[ACTIVITY]: Where the line with "Mark every instance of the window" appears in the records below, start there and transcribe each line exactly through the last.
***
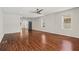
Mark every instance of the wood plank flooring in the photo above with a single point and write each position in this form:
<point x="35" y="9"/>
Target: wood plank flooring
<point x="38" y="41"/>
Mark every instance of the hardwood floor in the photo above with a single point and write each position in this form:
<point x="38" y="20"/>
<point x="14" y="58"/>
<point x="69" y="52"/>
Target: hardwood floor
<point x="38" y="41"/>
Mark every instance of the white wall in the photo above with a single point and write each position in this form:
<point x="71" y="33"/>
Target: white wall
<point x="53" y="23"/>
<point x="1" y="25"/>
<point x="11" y="23"/>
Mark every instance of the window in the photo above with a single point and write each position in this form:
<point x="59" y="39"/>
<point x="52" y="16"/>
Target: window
<point x="66" y="22"/>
***
[EXERCISE RESULT]:
Mark every instance of the window in the photo above with a single point and write each position in this form:
<point x="59" y="39"/>
<point x="52" y="16"/>
Target: window
<point x="66" y="22"/>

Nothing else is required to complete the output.